--- Begin ---

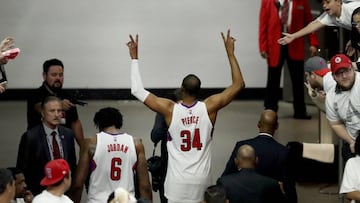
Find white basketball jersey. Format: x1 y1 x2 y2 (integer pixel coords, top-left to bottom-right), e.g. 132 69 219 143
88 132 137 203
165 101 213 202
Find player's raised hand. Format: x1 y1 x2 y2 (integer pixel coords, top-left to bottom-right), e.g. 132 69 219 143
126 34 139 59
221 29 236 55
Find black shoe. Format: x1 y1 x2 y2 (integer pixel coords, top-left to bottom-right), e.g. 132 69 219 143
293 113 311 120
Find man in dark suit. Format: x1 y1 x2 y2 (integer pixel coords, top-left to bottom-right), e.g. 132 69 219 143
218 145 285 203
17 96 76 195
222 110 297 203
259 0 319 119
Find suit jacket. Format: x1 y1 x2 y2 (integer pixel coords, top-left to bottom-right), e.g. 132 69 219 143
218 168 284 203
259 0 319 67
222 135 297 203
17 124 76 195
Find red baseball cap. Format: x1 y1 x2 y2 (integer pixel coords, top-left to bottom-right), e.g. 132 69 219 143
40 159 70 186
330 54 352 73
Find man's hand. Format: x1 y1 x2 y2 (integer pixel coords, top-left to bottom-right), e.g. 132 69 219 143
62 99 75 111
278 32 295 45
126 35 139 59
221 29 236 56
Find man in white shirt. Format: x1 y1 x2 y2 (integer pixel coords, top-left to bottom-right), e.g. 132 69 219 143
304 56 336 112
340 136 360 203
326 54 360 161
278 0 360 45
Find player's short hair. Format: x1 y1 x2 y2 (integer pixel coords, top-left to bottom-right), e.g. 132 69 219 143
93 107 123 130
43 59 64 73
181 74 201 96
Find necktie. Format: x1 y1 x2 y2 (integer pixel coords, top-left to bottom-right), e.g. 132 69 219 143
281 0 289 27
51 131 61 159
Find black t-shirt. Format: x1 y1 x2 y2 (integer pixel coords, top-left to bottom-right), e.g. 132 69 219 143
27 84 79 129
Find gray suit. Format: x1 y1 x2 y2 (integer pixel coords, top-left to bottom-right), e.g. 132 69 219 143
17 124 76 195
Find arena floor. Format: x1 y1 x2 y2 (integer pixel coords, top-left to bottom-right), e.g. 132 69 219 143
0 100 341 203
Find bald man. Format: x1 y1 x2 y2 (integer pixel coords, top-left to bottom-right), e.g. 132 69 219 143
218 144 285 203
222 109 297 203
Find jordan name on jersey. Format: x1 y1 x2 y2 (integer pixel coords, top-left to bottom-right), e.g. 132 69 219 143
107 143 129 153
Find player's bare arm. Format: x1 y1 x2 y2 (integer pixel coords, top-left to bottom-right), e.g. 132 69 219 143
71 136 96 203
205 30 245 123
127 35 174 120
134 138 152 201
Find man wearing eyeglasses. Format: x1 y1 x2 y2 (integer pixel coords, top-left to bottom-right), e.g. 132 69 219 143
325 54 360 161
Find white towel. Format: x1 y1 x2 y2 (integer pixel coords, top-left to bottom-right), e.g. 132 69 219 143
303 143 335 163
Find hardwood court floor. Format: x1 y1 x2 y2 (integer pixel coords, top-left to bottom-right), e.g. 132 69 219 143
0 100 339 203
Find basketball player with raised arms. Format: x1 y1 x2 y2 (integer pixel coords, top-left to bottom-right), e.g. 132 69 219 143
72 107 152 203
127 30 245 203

--- End ---

> Written problem
List each line from the items above that contains the string "suit", with case counting.

> Response to the exercise
Find man in dark suit. Format: x1 y1 x2 y2 (integer pixel coords, top-left to bottom-right), e.g. 132 69 219 143
Find suit jacket. Format: x1 y1 x2 y2 (integer pixel coords, top-left to bottom-right), e.g. 132 69 219 143
Find gray suit. Format: x1 y1 x2 y2 (integer pixel coords, top-left to bottom-right), e.g. 132 69 219 143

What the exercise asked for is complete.